> [The task]
Update the records by replacing "one point per instance" with "a single point for each instance" wherever it appears, and change nothing else. Leave the pictures out of your answer.
---- Provided records
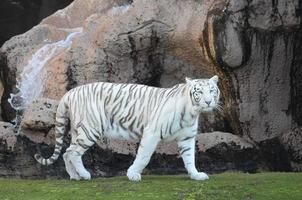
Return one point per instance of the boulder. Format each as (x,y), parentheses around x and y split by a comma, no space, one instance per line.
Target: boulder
(292,141)
(7,136)
(38,121)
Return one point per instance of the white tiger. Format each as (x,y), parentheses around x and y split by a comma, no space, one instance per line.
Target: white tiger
(132,111)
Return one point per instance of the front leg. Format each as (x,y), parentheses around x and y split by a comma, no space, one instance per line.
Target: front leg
(187,151)
(145,150)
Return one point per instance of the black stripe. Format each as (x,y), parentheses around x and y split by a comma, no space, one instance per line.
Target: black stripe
(184,150)
(187,138)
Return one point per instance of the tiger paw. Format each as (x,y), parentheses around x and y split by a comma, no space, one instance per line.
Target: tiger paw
(200,176)
(134,176)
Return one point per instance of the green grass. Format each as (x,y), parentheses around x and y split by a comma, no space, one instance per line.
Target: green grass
(283,186)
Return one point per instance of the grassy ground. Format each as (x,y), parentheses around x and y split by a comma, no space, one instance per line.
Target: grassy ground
(225,186)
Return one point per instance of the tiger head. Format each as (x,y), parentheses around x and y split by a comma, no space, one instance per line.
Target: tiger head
(204,93)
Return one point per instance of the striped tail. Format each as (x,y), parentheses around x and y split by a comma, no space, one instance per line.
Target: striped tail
(61,124)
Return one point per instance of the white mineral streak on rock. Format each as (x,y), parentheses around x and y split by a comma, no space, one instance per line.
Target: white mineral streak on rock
(117,10)
(31,81)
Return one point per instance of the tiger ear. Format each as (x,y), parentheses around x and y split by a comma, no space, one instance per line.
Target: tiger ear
(215,79)
(188,80)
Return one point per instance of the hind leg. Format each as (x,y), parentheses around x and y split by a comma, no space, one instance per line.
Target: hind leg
(82,143)
(69,167)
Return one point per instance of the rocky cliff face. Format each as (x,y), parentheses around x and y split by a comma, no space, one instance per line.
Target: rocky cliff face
(18,16)
(254,46)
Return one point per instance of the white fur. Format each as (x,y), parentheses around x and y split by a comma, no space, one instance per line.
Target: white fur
(132,112)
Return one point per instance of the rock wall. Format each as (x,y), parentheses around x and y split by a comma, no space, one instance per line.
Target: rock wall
(253,45)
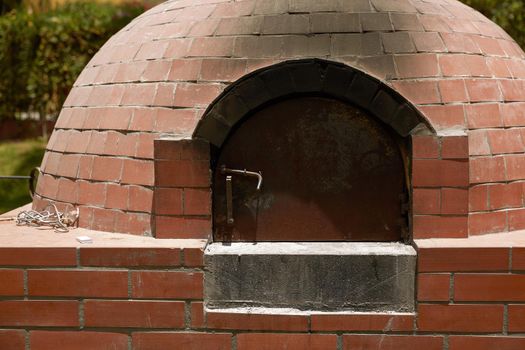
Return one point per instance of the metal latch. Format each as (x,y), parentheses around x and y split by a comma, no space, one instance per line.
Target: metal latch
(229,190)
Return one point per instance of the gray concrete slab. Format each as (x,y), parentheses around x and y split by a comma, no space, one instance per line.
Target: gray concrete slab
(364,277)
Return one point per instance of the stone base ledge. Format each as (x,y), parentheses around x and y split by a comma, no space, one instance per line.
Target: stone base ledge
(363,277)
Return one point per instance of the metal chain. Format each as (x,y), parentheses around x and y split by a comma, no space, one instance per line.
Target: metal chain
(49,217)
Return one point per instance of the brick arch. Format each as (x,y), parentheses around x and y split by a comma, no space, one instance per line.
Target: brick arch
(301,77)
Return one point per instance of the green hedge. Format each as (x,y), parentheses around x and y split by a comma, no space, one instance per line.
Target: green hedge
(509,14)
(42,54)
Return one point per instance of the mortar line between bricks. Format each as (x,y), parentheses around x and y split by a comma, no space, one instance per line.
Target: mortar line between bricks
(26,283)
(339,342)
(505,319)
(451,288)
(234,341)
(187,314)
(130,285)
(510,259)
(81,314)
(27,340)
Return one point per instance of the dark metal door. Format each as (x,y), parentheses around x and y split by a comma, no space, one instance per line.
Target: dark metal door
(330,173)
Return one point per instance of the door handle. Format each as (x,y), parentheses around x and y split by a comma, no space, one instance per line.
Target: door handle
(229,188)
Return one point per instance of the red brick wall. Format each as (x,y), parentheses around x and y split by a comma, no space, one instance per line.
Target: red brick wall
(160,73)
(152,298)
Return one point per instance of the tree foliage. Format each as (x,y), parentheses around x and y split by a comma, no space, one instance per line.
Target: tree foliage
(42,53)
(509,14)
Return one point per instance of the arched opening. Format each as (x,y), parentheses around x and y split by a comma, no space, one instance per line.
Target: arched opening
(330,173)
(331,144)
--------
> [Task output]
Return a single point for each instance of the boulder. Format each as (x,y), parentheses around x and y split by a comma, no space, one instance per line.
Target: boulder
(292,141)
(7,136)
(38,121)
Return a single point for each instance of the white tiger. Format each as (x,y), parentheses around x and y split by a comma, no space, one instance per line.
Target: white tiger
(132,111)
Return a single point for each instance of the front leg. Format each as (x,y), parentheses around x and y split by a comma, no space, one instance per line.
Target: front leg
(187,151)
(145,150)
Return a single point for each instance of the black stripe. Format each as (x,y), parentheses around x and y split by a comma, no space, one instance per line.
Target: black stripe
(184,150)
(187,138)
Return a single point for each instance of the tiger paw. Format each as (x,y), parentheses around x and y split by a comma, no space, one instance per line.
Target: tiger paw
(200,176)
(134,176)
Return a single point for each instance of the green grass. Format each as (x,y), parentheses around x and y split by a comma, no space, one instance per line.
Target: green grass
(283,186)
Return a single point for each instance of the grassy ground. Format each as (x,y), parentheses around x and y split by a comma, no space, one instance per line.
Target: grassy ground
(225,186)
Return a single point for each instance of the tiger head. Format each as (x,y), parentheses around x and y split by a comma, no space, one instance per line.
Target: tiger head
(204,93)
Return a single point for each instance of the striped tail. Format each as (x,y), parentheses around x and y split by a comma, no space, one instance per line.
Target: striped tail
(61,124)
Return a single point for each instance of the white mineral streak on rock. Format each as (x,y), parentheses around x and y split by a comma, no space, one instance per line.
Target: white mineral streak on rock
(117,10)
(31,81)
Return a single point for each instance of the tiger ear. Format each as (x,y), parentheses around x and y split by a comma, no space, one instance per line.
Target: tiger ear
(215,79)
(188,80)
Return a single point for each instance of the hind leg. Format each as (x,y), parentheses around x and y split by a comma, no space, one instance per line.
Target: hind leg
(82,143)
(69,167)
Return a single point for each instance of the rocky cliff face. Format each as (x,y), parentheses around x and y split by a comma, no space, one instance per line.
Target: rocky cliff face
(18,16)
(254,46)
Return a single point for each instance of the white fur. Format each as (x,y), parentheses around x and y split by a comma, no space, one instance per line.
Target: white fur
(132,112)
Return a single point for each instance of the rock wall. Format each as (x,y), parentheses around x and y split by a comma, no space, one instance per line.
Target: rock wall
(253,45)
Return a single point for each instance of the metal latch. Format each as (x,y), parentheses around x and y split by a comma, no space, one instance per line.
Target: metal latch
(229,190)
Return a single point for each instance of the gray concrete slab. Format each as (x,y), parentheses around x and y split by a comma, no space, one instance per line.
Target: gray concrete slab
(364,277)
Return a single point for each instance of the stone base ledge. Format each as (x,y), parentheses around x and y split by a comma, no space, one instance per line.
Target: stone base ledge
(363,277)
Return a single point for each instance of the metal chain. Format each as (x,y), parentheses around x and y split by a comma, no space, one instance per line.
Target: metal chain
(49,217)
Return a single point for each instance of the brick arch. Format each as (x,y), parentheses around x and y split by a comma, no space, one instance per line.
Target: brick arch
(301,77)
Return a single point for each instance of the green hedge. Format each as (x,y), parentheses around x and y split by a comma, no space, one instance per line.
Target: green hedge
(509,14)
(42,54)
Return a single point for each instance of the mortar line between bricks. Format each as (x,y), parentheses around x and y split by a comma, no space, one instance per line.
Target: mortar line between bricks
(26,283)
(339,342)
(505,319)
(451,288)
(234,341)
(187,314)
(130,285)
(510,259)
(81,314)
(27,340)
Return a single point for each instance of the dark metal door. Format each as (x,y), parentheses around x and y split by a comma, no space, one instance per line.
Target: dark metal door
(330,173)
Return a single point for each instance of the door handle. Format each as (x,y), parentheses around x and y split by a comma, no space, one instance per line.
Target: door handle
(229,188)
Return a single point for each instance of the red brick wall. Format each as (x,y), parentheses around x and y split by a comma, no space, one instance per line.
Target: red brick wall
(160,73)
(152,298)
Return a single point for each instance of the tree foliage. Format each as (x,y), parentheses around x and y split by a comma, no space, one instance per line.
Target: tree foliage
(42,53)
(509,14)
Return a single point for each instance of the arched opening. Format each as (x,y), parentheses around x and y split by a comma, no space, one instance per line.
Target: arched opening
(330,173)
(331,144)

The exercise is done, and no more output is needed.